Stored data:
———

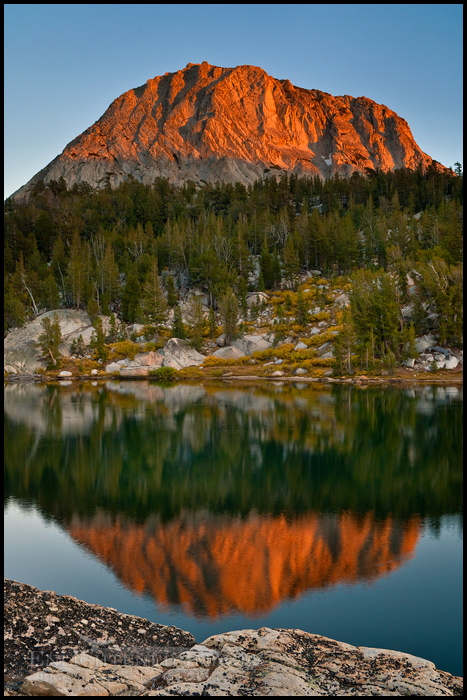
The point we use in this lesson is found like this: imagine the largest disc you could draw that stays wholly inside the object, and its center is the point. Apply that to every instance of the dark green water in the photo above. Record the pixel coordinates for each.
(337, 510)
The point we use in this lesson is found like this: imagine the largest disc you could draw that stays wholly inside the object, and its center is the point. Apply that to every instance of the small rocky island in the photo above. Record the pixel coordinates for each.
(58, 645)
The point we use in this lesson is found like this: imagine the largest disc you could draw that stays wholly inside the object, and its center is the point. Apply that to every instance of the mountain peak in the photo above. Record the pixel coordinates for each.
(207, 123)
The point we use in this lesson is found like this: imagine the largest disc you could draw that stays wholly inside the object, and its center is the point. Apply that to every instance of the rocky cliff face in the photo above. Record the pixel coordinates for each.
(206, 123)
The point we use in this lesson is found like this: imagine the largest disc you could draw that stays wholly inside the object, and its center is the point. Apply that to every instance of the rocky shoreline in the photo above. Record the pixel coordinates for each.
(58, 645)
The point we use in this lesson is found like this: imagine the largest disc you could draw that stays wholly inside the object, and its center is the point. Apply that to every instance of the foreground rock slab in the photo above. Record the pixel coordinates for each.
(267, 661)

———

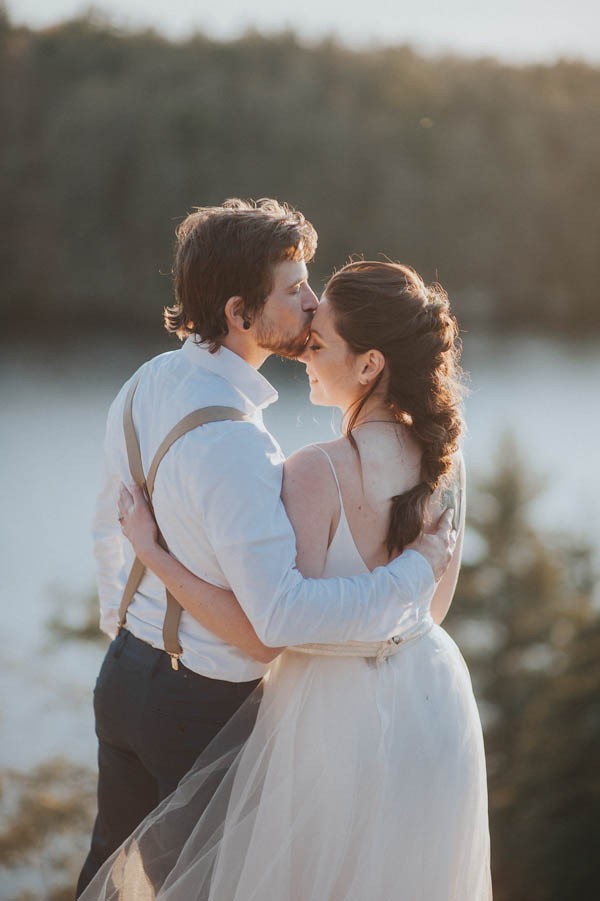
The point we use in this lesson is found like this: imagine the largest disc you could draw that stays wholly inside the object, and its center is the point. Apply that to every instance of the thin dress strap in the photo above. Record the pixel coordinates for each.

———

Task instructions:
Please copy out every line of the data above that contains the word "rocky".

Task response:
The point we use in this lesson is found like this: imagine the largest disc you could draw that stays wholly inside the object, and its center is the point. Apply that to every instance of the small rocky island in the photo above. Record the pixel coordinates for each.
The point we use in this lesson is found like this: imagine the largest disc you could draw that stays wholly inside the object, and its center is the point. Apply that to every instance of the rocky cliff face in the photo above. Record the pixel coordinates for each.
The point we use in this lesson is found like this: imagine the largest disc you could draw that stays wholly inside the object, and its center is the point. Apply that to every instance of the rocky shoreline in the photo above. Record the pixel coordinates for each.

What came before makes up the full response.